Texte fourni -
Au niveau global, la part du mix énergétique couverte par des combustibles fossiles est restée inchangée, aux alentours de 80%, confirmant une stabilité aussi remarquable que préoccupante depuis trois décennies (et qui, fondamentalement, reflète une inertie liée à la nature des équipements de production, de transport et de consommation d’énergie). Pourtant, en 2017, les énergies renouvelables ont connu le rythme le plus soutenu de toutes les filières (près de + 7%, pour un tiers lié à la progression de l’éolien). Mais, mécaniquement, les émissions mondiales de CO2 issues des filières énergétiques ont augmenté de 1,4%.
Malheureusement, l’année 2017 n’a pas été le tournant espéré : les émissions de la communauté internationale ont à nouveau crû en 2018, de 2,7%20, soit la plus forte progression depuis sept ans. Une partie de l’explication est à rechercher du côté des grands émergents asiatiques (+ 6,3% en Inde, + 4,7% en Chine, mais à des taux inférieurs à la progression de leur PIB, respectivement de + 8% et + 6,5%). De façon générale, en dépit d’un réel volontarisme en matière de développement des énergies renouvelables, notamment pour faire face à des problèmes suraigus de pollutions urbaines, le charbon reste le combustible de la croissance économique dans le monde asiatique émerge. Plus préoccupant, l’année 2018 marque aussi un rebond du côté américain (+ 2,5%), après un recul en 2017 (– 0,5%), dans le prolongement d’un recul régulier sous l’ère Obama (en raison de la substitution du gaz de schiste au charbon dans les centrales électriques, plus que du développement des renouvelables)21.

Données extraites -

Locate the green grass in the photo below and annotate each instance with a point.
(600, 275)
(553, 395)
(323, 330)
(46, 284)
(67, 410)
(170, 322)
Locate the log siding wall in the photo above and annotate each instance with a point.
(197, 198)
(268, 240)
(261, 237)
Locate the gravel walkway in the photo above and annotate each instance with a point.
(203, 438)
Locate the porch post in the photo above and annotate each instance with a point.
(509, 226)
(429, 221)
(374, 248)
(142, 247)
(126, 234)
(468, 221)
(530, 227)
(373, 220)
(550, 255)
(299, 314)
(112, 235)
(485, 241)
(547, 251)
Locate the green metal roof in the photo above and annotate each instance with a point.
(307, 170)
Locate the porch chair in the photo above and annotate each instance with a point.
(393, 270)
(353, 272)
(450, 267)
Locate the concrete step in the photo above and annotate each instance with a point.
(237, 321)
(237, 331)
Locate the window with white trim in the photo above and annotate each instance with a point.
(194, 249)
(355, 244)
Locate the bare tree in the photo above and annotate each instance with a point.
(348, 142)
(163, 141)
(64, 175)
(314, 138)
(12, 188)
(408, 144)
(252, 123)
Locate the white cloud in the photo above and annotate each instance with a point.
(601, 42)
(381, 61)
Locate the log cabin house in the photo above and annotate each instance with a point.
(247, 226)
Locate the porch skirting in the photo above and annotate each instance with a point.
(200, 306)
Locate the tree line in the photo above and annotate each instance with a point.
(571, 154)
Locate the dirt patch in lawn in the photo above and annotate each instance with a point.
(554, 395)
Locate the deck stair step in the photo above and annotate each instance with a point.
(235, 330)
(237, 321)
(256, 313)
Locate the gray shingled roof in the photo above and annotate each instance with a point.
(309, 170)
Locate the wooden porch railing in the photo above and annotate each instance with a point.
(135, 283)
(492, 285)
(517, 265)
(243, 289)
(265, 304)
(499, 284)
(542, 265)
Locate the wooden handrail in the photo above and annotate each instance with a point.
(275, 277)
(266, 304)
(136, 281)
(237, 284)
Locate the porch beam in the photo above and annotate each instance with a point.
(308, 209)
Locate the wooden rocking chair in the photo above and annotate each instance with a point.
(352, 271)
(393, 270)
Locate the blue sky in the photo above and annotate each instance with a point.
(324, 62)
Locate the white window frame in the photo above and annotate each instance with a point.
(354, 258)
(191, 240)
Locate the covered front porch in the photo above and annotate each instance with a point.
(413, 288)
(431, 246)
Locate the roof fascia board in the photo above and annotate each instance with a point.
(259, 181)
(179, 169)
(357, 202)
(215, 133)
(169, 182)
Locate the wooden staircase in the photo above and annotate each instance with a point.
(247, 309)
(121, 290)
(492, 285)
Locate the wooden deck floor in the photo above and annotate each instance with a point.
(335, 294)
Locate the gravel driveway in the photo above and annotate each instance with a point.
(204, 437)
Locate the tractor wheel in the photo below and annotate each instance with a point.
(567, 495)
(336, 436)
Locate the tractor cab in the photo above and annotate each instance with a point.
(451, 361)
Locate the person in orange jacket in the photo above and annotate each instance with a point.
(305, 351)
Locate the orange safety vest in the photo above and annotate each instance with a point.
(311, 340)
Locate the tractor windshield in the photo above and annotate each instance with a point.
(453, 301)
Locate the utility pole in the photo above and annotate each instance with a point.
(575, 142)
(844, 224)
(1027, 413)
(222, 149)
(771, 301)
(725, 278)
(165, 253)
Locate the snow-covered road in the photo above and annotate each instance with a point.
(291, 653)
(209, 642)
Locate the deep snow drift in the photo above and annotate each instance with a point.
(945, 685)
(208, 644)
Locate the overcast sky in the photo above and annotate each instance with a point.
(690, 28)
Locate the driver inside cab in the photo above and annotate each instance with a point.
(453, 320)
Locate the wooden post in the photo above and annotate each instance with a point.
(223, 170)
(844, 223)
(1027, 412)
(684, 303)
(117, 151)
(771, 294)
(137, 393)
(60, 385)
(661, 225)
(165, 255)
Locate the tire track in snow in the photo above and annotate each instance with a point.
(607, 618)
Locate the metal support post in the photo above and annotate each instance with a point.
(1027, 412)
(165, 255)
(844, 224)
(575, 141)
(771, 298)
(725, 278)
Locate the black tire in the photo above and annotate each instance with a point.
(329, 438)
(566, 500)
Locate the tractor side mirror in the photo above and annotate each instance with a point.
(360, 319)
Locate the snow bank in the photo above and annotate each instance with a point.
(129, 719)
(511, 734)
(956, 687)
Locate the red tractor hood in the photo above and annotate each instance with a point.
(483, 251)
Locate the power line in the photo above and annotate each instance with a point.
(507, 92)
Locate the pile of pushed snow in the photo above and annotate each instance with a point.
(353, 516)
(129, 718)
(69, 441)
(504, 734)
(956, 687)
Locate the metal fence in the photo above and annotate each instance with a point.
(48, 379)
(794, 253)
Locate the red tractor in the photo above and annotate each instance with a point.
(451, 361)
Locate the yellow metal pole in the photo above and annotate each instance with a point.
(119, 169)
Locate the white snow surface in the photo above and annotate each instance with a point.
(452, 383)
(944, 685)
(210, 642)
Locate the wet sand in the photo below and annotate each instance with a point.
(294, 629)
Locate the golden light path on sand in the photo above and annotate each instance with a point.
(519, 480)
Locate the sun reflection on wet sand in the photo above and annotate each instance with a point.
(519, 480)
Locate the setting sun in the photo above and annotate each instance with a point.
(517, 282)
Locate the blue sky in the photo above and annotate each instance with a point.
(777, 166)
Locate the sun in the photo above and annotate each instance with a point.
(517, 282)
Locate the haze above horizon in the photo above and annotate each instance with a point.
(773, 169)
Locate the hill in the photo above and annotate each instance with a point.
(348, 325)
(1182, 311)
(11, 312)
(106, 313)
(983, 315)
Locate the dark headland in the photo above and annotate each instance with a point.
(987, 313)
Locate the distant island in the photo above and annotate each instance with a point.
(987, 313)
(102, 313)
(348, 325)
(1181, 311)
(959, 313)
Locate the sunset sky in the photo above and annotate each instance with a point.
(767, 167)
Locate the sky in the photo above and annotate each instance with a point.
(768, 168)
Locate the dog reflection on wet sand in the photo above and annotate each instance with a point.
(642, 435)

Consigne 1 -
Relevez, dans l'ordre où elles apparaissent, toutes les sources ou formes d'énergie que nomme le texte sur les émissions mondiales.
Consigne 2 -
Prolongez le texte sur les émissions mondiales en reprenant juste après sa dernière phrase.
Ces entrées n'ont aucun lien avec le texte sur les émissions mondiales.

Réponse attendue 1 -
combustibles fossiles, énergies renouvelables, éolien, charbon, gaz de schiste

Réponse attendue 2 -
Si 2018 casse la tendance observée depuis dix ans (– 1,6% par an en moyenne), il est difficile d’y voir le résultat de la politique de Trump d’exploitation décomplexée des ressources fossiles, en particulier de soutien au charbon : les fermetures de centrales ont été deux fois plus nombreuses en 2018 qu’en 2017, avec une production représentant moins de 30% de l’électricité contre la moitié en 2007. Si l’Europe enregistre un recul (– 0,7%), ce résultat est insuffisant pour peser sur la tendance mondiale (voir infra).
Les résultats de 2017 et 2018, rompant avec la stabilité des années précédentes, conduisent à douter de la capacité des États à atteindre les objectifs de l’Accord de Paris de maintenir la température dans la fourchette de + 1,5-2 °C à la fin de ce siècle.
Toutefois, à l’encontre de ce sombre pronostic, un rapport du Groupe d’experts intergouvernemental sur l’évolution du climat (GIEC) est venu démontrer que cet objectif reste à portée, à la condition d’actions de rupture22. Cette étude, commandée en décembre 2015 lors de la COP21 et destinée à évaluer les conséquences d’un réchauffement de + 1,5 °C (contre + 1 °C à ce jour), émet tout d’abord une alerte stridente : si rien n’était fait, le réchauffement devrait atteindre + 1,5 °C entre 2030 et 2050 (soit + 3 °C au moins à la fin du siècle). Surtout, l’étude mesure l’écart entre les deux bornes de la fenêtre d’objectifs, c’est-à-dire des « mondes » à + 1,5 °C et à + 2 °C : entre autres différences, à + 1,5 °C, l’Arctique connaîtrait un été sans banquise par siècle, contre un par décennie à + 2 °C ; la hausse du niveau des mers provoquerait le déplacement de 10 millions de personnes supplémentaires affectées, sans oublier les écarts significatifs en termes de feux de forêt, de perte de biodiversité, de baisse de productivité agricole et, conséquemment, de risques accrus pour les ressources en eau, la sécurité alimentaire, la santé, etc.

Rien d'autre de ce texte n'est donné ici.